===== TASK INPUTS =====

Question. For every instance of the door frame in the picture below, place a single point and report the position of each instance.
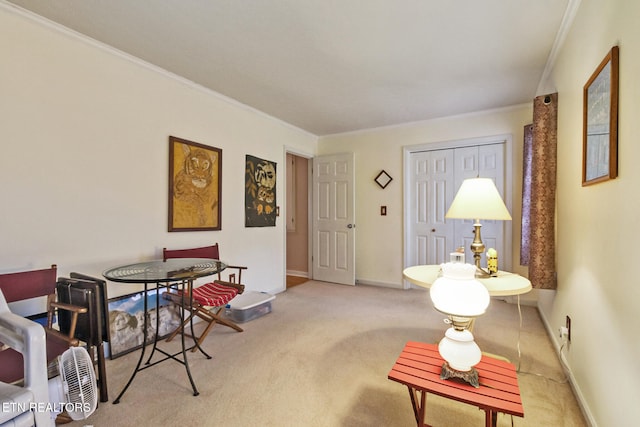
(407, 150)
(309, 156)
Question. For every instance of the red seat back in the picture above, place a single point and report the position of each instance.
(28, 284)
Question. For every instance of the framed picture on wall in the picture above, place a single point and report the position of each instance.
(600, 122)
(195, 186)
(260, 192)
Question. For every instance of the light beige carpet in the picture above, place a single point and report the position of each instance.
(321, 358)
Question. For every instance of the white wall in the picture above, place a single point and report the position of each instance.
(598, 283)
(84, 158)
(379, 239)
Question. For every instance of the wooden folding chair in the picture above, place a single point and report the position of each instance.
(28, 285)
(92, 327)
(209, 299)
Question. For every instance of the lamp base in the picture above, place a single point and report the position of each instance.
(470, 376)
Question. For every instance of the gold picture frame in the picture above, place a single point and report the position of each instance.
(195, 186)
(600, 122)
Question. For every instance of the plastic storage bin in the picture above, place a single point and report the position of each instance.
(249, 306)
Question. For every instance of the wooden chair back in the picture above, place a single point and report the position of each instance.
(211, 252)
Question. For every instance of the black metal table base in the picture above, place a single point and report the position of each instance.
(173, 356)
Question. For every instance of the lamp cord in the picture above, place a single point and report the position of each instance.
(563, 381)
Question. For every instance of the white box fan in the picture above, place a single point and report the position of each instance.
(75, 390)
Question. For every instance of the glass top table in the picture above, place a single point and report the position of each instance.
(159, 271)
(176, 273)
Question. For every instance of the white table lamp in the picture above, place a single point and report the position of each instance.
(460, 296)
(478, 198)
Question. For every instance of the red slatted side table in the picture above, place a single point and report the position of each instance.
(418, 367)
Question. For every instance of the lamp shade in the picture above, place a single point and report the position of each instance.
(478, 198)
(458, 293)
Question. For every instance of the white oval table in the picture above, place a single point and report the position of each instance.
(505, 284)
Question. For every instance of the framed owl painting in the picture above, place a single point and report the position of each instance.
(195, 183)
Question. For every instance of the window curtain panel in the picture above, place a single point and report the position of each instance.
(539, 193)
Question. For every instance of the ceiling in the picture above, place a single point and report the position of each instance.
(333, 66)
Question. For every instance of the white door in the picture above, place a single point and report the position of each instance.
(432, 189)
(333, 219)
(433, 180)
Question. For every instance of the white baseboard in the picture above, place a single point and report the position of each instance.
(377, 283)
(298, 273)
(567, 369)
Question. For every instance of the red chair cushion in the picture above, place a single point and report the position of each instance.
(214, 294)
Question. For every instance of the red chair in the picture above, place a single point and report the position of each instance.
(208, 299)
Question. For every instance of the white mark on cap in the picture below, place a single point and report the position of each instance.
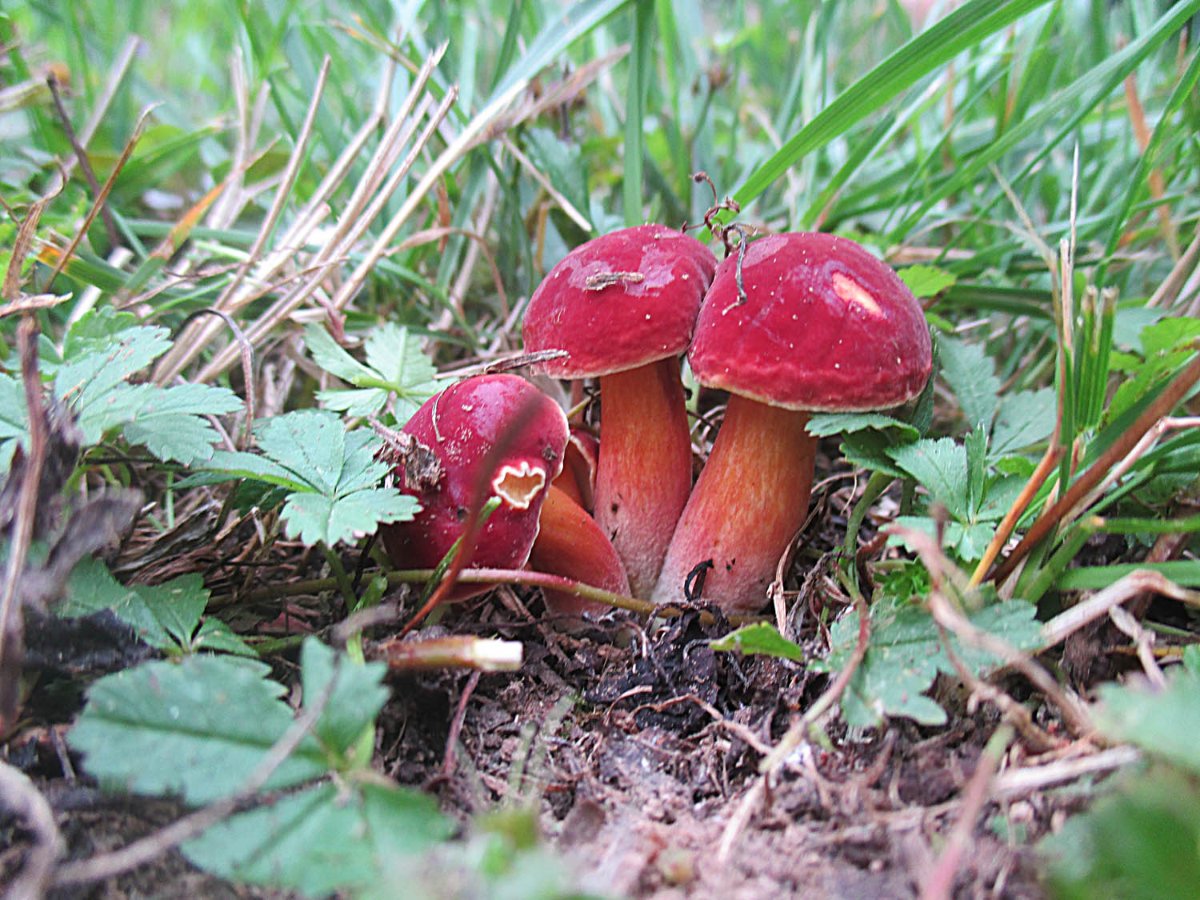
(519, 485)
(855, 293)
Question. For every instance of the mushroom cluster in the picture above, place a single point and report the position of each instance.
(790, 324)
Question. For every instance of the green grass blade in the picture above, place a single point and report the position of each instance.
(933, 48)
(641, 65)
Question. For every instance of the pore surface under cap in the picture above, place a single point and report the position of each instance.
(825, 327)
(459, 427)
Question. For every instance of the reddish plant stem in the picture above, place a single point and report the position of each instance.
(1173, 394)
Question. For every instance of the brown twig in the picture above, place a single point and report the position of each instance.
(940, 883)
(12, 621)
(139, 852)
(460, 717)
(21, 797)
(99, 203)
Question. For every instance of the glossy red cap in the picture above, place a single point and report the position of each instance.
(456, 429)
(619, 301)
(825, 327)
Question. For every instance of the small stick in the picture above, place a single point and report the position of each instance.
(114, 239)
(940, 883)
(27, 803)
(139, 852)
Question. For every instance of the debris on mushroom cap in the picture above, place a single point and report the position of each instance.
(822, 325)
(459, 427)
(619, 301)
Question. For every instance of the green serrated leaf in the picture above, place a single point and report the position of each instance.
(330, 477)
(165, 616)
(102, 351)
(310, 443)
(87, 379)
(1025, 418)
(171, 421)
(227, 465)
(822, 425)
(869, 450)
(196, 729)
(396, 354)
(93, 588)
(216, 635)
(323, 840)
(760, 639)
(1170, 334)
(927, 280)
(905, 654)
(971, 376)
(941, 466)
(395, 366)
(177, 605)
(329, 355)
(315, 517)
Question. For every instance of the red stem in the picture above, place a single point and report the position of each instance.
(749, 502)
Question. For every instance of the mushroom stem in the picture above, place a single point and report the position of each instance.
(645, 472)
(749, 502)
(571, 544)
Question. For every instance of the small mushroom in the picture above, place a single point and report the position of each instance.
(579, 475)
(623, 306)
(454, 433)
(792, 323)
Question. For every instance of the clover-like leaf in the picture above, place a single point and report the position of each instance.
(330, 477)
(906, 653)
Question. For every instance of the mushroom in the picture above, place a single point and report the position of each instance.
(792, 323)
(623, 306)
(579, 475)
(571, 544)
(450, 437)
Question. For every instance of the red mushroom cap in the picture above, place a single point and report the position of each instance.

=====

> [WHAT YOU ARE ASKED TO DO]: An exact copy of the records is required. Pictures do not belong in it.

> [WRITTEN SOLUTION]:
Question. For every instance of the door frame in the picture below, place a single point and report the position of each instance.
(407, 150)
(309, 156)
Question. For every instance of the red seat back in the picture above, place a single point and report the position of each instance.
(28, 284)
Question. For every instance of the framed picture on wall in the picture above, place a single point and report the position of each instance.
(600, 122)
(195, 186)
(260, 192)
Question. For every instance of the light beige carpet in the picture above, place a single point and report the position of each instance.
(321, 358)
Question. For every instance of the white wall in the picture above, place a single point and report the position of each instance.
(598, 283)
(84, 158)
(379, 239)
Question. For every instance of the wooden folding chair in the picture above, place a single point and report the position of each instance.
(28, 285)
(92, 327)
(209, 299)
Question. For every instance of the lamp base in the picture above, place a single point and report the position of each instance.
(470, 376)
Question. For every instance of the gold picture frame in the picture above, place a single point and report the position of each instance.
(195, 186)
(600, 122)
Question. For every instance of the plastic storage bin in the picture above, place a single point and report the position of each instance.
(249, 306)
Question. For every instance of the wooden chair back in the picture above, place a single point and report the position of each instance.
(211, 252)
Question. For every instance of the black metal table base in the picture above, place a single point and report the position of each instance.
(173, 356)
Question. For every instance of the lamp cord in the picture above, place a single point and report the position of each instance.
(563, 381)
Question. For every instance of the white box fan in the picture above, place a single point and report the position of each instance.
(75, 390)
Question. For every instance of the glass top table in the picture above, place a single point and report the position of each instance.
(159, 271)
(176, 273)
Question. For every instance of the white table lamp in the picture above, place a single point and report the position of each instance.
(460, 296)
(478, 198)
Question. For every instance of the red slatted side table in the picture above, place a single point and report the position of each instance.
(418, 367)
Question. For every instance of the lamp shade in the picture above, place a single point and report the position of each instance.
(478, 198)
(458, 293)
Question. For every instance of the white oval table in the picture above, place a single point and report the position of each instance.
(505, 284)
Question. For every instance of the framed owl painting in the picture above, place a single point and report the position of each instance.
(195, 183)
Question. For every instance of the window curtain panel in the picture above, place a single point and report the position of each instance.
(539, 193)
Question. For every instance of the ceiling in the picture above, place a single point and report the position of each instance.
(333, 66)
Question. For every instance of the white door in the picture above, place a single point and report the position of each instance.
(432, 189)
(333, 219)
(433, 180)
Question. For every instance of the white baseboard in the picture above, place a single point and report the position of each instance.
(377, 283)
(298, 273)
(567, 369)
Question. For every instance of the red chair cushion in the picture above, place a single point and report the position of each instance.
(214, 294)
Question. For every instance of the red chair in the picture above, place a single point and report the position of each instance.
(208, 299)
Question. For every instance of the white mark on cap in the picture below, place a single point and report the position of each instance.
(519, 485)
(855, 293)
Question. For every instance of the mushroom cluster in the picture above, place a single point and report the position of each instance.
(790, 324)
Question. For every instance of the green grass blade in the picture above, place a single point and report the position of each instance.
(933, 48)
(641, 65)
Question. For every instance of the pore surface under cap in the picture above, place a single point and report the position of each instance.
(825, 327)
(459, 427)
Question. For every instance of the reddish plant stem in the picture above, place a single point and report the position of each instance.
(1173, 394)
Question. For every instance of the brown twig in the picture above, place a single point and report the position of each instance.
(940, 883)
(12, 621)
(139, 852)
(460, 717)
(21, 797)
(99, 203)
Question. For every instance of the glossy red cap in the picture above, place a single point and report the position of each instance.
(456, 429)
(619, 301)
(825, 327)
Question. For every instance of the small stick in the picture above, place a single point and report the position of each instance.
(114, 239)
(940, 883)
(27, 803)
(139, 852)
Question. For every instance of the debris on mushroom cap in the picture above, place a single point and report the position of each instance.
(822, 325)
(459, 427)
(619, 301)
Question. For every instance of the green serrated leaf in the picture above, place a single point and report the position of each instance.
(330, 477)
(165, 616)
(102, 351)
(310, 443)
(87, 379)
(1025, 418)
(171, 421)
(227, 465)
(822, 425)
(869, 450)
(196, 729)
(396, 354)
(93, 588)
(216, 635)
(323, 840)
(760, 639)
(1170, 334)
(927, 280)
(905, 654)
(971, 376)
(941, 466)
(395, 366)
(177, 605)
(329, 355)
(315, 517)
Question. For every instance of the red stem in the picture above, place a single point and report the position of each instance.
(749, 502)
Question. For every instance of the mushroom stem in the picture above, place a single point and report the position of each instance.
(645, 472)
(749, 502)
(571, 544)
Question. For every instance of the small mushroom in the picture above, place a single point and report the position of each instance.
(579, 475)
(623, 306)
(454, 433)
(792, 323)
Question. For every instance of the clover-like leaf in the picture above, place a single point and report the position of each instance.
(330, 477)
(906, 653)
Question. For every instance of the mushroom in the picture above, place a single point and report the position of each instance.
(792, 323)
(623, 306)
(579, 475)
(571, 544)
(450, 437)
Question. For every instance of the red mushroom cap in the picture above, place a single point and report the position of each instance.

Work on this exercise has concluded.